What this task involves:
Below is a listing to transcribe in full and exactly; keep the pictures out.

Information given:
+++++

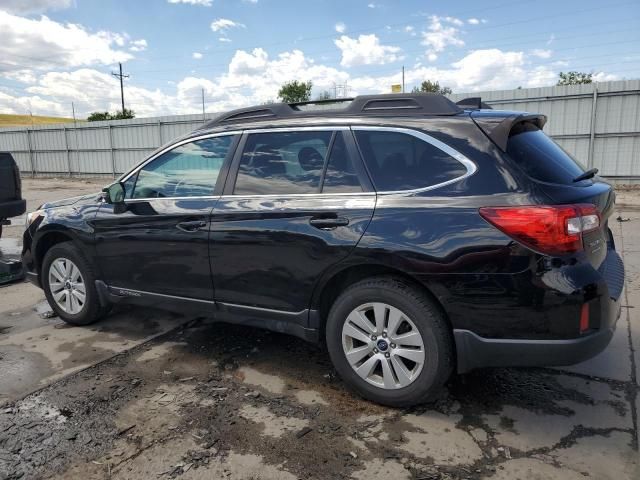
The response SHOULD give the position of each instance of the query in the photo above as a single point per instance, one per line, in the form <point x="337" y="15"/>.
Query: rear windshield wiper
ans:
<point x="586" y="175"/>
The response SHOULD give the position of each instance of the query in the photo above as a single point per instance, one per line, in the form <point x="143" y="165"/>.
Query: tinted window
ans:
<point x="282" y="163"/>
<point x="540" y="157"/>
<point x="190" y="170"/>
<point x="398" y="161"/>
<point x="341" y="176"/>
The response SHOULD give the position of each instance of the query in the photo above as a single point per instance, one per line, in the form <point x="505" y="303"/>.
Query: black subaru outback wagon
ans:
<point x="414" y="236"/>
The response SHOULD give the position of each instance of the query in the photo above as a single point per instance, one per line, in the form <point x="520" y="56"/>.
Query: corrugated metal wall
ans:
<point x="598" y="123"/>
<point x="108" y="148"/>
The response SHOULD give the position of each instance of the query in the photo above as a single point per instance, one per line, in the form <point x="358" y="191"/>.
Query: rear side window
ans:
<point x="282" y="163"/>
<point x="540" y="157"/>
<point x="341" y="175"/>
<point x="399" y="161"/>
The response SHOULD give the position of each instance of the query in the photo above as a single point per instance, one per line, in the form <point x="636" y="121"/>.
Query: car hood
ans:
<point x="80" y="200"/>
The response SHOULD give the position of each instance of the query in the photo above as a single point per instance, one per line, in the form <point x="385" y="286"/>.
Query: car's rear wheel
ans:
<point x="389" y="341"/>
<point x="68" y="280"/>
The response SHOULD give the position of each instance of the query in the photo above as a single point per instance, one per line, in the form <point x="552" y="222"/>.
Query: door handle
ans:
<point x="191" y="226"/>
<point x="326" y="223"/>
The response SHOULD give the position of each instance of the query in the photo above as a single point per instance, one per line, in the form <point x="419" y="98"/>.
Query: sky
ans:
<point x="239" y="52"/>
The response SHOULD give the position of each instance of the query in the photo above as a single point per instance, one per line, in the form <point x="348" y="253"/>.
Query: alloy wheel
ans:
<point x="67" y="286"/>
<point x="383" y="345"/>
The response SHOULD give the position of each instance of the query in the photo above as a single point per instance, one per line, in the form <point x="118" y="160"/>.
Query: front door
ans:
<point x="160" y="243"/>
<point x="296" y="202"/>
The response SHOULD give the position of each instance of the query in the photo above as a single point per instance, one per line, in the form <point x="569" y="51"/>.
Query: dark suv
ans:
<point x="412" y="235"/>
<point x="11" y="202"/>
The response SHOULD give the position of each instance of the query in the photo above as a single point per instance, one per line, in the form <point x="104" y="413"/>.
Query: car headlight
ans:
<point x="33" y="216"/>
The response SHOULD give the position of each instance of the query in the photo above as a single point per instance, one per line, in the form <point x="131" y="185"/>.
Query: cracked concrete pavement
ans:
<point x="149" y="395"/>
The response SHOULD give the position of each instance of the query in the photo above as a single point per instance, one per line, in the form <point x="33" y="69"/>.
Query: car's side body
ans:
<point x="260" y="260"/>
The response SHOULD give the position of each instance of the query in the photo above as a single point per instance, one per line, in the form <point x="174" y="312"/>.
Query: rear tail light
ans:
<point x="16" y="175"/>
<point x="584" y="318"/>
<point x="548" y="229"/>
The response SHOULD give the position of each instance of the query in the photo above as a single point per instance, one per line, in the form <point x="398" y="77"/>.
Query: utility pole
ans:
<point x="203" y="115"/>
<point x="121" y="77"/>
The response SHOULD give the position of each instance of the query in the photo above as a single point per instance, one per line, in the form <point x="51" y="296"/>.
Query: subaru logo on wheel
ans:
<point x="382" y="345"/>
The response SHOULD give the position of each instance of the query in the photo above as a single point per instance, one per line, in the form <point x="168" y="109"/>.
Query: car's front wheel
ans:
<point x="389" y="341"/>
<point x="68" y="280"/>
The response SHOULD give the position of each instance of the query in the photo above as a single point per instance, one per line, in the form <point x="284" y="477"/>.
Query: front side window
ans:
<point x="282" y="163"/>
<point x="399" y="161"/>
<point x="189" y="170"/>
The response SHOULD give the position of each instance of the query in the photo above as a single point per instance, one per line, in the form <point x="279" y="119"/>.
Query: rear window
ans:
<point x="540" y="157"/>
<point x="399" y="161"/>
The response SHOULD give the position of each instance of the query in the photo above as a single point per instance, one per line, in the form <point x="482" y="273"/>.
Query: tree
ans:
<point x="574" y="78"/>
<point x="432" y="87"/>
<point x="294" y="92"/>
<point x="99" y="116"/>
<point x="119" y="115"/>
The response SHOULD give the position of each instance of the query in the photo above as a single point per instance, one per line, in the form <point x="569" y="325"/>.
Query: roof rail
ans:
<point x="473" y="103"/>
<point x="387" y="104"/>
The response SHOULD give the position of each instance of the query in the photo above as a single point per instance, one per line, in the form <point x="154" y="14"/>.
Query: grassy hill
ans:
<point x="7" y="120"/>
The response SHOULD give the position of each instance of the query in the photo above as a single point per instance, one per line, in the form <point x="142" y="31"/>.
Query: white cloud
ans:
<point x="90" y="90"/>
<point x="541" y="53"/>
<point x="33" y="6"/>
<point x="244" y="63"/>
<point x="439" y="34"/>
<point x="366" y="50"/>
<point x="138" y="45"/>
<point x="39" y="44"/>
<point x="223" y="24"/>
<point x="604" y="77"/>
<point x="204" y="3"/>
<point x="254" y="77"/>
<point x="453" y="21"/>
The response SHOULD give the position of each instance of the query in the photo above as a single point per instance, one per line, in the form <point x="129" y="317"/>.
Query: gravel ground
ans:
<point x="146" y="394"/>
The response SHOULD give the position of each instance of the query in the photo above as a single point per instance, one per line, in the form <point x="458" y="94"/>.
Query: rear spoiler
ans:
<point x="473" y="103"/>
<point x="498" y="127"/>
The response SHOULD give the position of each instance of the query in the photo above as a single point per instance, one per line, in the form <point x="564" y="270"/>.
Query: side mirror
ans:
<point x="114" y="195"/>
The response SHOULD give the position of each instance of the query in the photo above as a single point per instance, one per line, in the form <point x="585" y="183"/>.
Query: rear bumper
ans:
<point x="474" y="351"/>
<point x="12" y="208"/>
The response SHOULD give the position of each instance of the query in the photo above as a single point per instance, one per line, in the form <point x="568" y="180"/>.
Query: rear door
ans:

+++++

Answer below:
The response SHOULD give the position of each instance of the query in the photo above as a single point per instance, one per line, in the form <point x="337" y="15"/>.
Query: rear windshield wiper
ans:
<point x="586" y="175"/>
The response SHOULD give the position of each instance of the query in the photo above as a single point per instance, one per line, in the form <point x="143" y="165"/>.
Query: tinted window
ans:
<point x="282" y="163"/>
<point x="540" y="157"/>
<point x="190" y="170"/>
<point x="398" y="161"/>
<point x="341" y="176"/>
The response SHOULD give the position of each instance of the query in the photo above as a single point per instance, one per line, in the form <point x="505" y="303"/>.
Query: black subaru outback wagon
ans:
<point x="414" y="236"/>
The response SHOULD give the position of each instance of the query in the photo above as a single point per instance, one per line, in the form <point x="520" y="56"/>.
Query: corrugated metal wall
ans:
<point x="598" y="123"/>
<point x="108" y="148"/>
The response SHOULD give the position of each instance of the query in the photo above as a single point per instance, one per line, in the form <point x="358" y="191"/>.
Query: rear side window
ans:
<point x="282" y="163"/>
<point x="540" y="157"/>
<point x="341" y="175"/>
<point x="399" y="161"/>
The response SHOULD give the position of each instance of the query in the photo above as a single point per instance, one per line, in the form <point x="636" y="121"/>.
Query: car hood
ans:
<point x="80" y="200"/>
The response SHOULD give the position of each instance of the query in the photo above as a single point per instance, one per line, in the form <point x="385" y="286"/>.
Query: car's rear wheel
ans:
<point x="389" y="341"/>
<point x="68" y="280"/>
The response SHOULD give the position of each instance of the query in the photo above as a single point per instance, one per line, in the form <point x="552" y="222"/>.
Query: door handle
ans:
<point x="191" y="226"/>
<point x="326" y="223"/>
The response SHOULD give the position of each instance of the query in the photo above as a single point per instance, one per line, in the form <point x="419" y="98"/>.
Query: sky
ans:
<point x="239" y="52"/>
The response SHOULD give the position of each instance of the query in the photo above as a single point per instance, one per line, in the form <point x="348" y="253"/>.
Query: alloy wheel
ans:
<point x="67" y="286"/>
<point x="383" y="345"/>
The response SHOULD give the position of each instance of the query in the photo above as a single point per instance, one per line, in the form <point x="118" y="160"/>.
Query: front door
ans:
<point x="160" y="243"/>
<point x="296" y="202"/>
The response SHOULD give the position of each instance of the query in the photo above as a single point per instance, one per line, in the form <point x="569" y="51"/>.
Query: dark suv
ans:
<point x="412" y="235"/>
<point x="11" y="202"/>
The response SHOULD give the position of each instance of the query in the photo above as a single point per instance, one per line, in the form <point x="104" y="413"/>.
Query: car headlight
ans:
<point x="33" y="216"/>
The response SHOULD give the position of each instance of the query in the photo above as a single point per instance, one per line, in the form <point x="131" y="185"/>.
Query: cracked concrete pavement
ans:
<point x="149" y="395"/>
The response SHOULD give the position of each instance of the query in the photo above as a single point per instance, one per line, in the form <point x="33" y="69"/>.
Query: car's side body
ans:
<point x="260" y="260"/>
The response SHOULD give the position of each instance of the query in the photo above as a single point per instance, one per line, in the form <point x="174" y="312"/>.
Query: rear tail light
ans:
<point x="16" y="175"/>
<point x="584" y="318"/>
<point x="548" y="229"/>
The response SHOULD give the position of each instance of the query in the photo above as a single point per instance, one per line, in the form <point x="398" y="77"/>.
Query: utility pole
ans:
<point x="203" y="115"/>
<point x="121" y="77"/>
The response SHOULD give the position of each instance of the query in the photo above as a single point per instance, one per line, in the form <point x="51" y="296"/>.
Query: subaru logo on wheel
ans:
<point x="382" y="345"/>
The response SHOULD give the position of each instance of the query in the photo above as a single point per instance, one per line, in the form <point x="168" y="109"/>.
Query: car's front wheel
ans:
<point x="389" y="341"/>
<point x="68" y="280"/>
The response SHOULD give the position of each instance of the query in the photo above as a single point per instance, one per line, in the form <point x="284" y="477"/>.
Query: front side window
ans:
<point x="282" y="163"/>
<point x="399" y="161"/>
<point x="189" y="170"/>
The response SHOULD give the position of each instance of the query in the photo above as a single point per instance, one per line, in the form <point x="279" y="119"/>.
Query: rear window
ans:
<point x="540" y="157"/>
<point x="399" y="161"/>
The response SHOULD give the position of each instance of the query in the photo above as a single point per instance, one per line, in the form <point x="482" y="273"/>.
Query: tree
ans:
<point x="574" y="78"/>
<point x="432" y="87"/>
<point x="294" y="92"/>
<point x="99" y="116"/>
<point x="119" y="115"/>
The response SHOULD give the position of each instance of the query in the photo above as a single point per instance, one per line, in the form <point x="569" y="325"/>.
Query: roof rail
ans:
<point x="473" y="103"/>
<point x="387" y="104"/>
The response SHOULD give the position of each instance of the query in the photo above as a single point per instance, one per line, in the form <point x="154" y="14"/>.
Query: grassy hill
ans:
<point x="7" y="120"/>
The response SHOULD give the position of each instance of the query in the photo above as a single point per instance, one per line, in the form <point x="142" y="31"/>.
Query: white cloud
ans:
<point x="90" y="90"/>
<point x="541" y="53"/>
<point x="33" y="6"/>
<point x="244" y="63"/>
<point x="439" y="34"/>
<point x="366" y="50"/>
<point x="138" y="45"/>
<point x="39" y="44"/>
<point x="223" y="24"/>
<point x="604" y="77"/>
<point x="204" y="3"/>
<point x="254" y="77"/>
<point x="453" y="21"/>
The response SHOULD give the position of each instance of the query in the photo above as a single point per instance, one per line, in the form <point x="129" y="317"/>.
Query: gravel ground
ans:
<point x="146" y="394"/>
The response SHOULD give the position of each instance of the query in the photo above as a single point per instance, one per line, in the form <point x="458" y="94"/>.
Query: rear spoiler
ans:
<point x="473" y="103"/>
<point x="498" y="127"/>
The response SHOULD give the position of each instance of the query in the photo above as a single point per instance, one per line, in the form <point x="564" y="270"/>.
Query: side mirror
ans:
<point x="114" y="195"/>
The response SHOULD give the position of each instance of the query in the photo above as a single point per instance, one per line, in the form <point x="585" y="183"/>.
Query: rear bumper
ans:
<point x="474" y="351"/>
<point x="12" y="208"/>
The response SHOULD give the position of each instance of the query in the photo above as a single point per instance, one per line, in the form <point x="568" y="180"/>.
Query: rear door
ans:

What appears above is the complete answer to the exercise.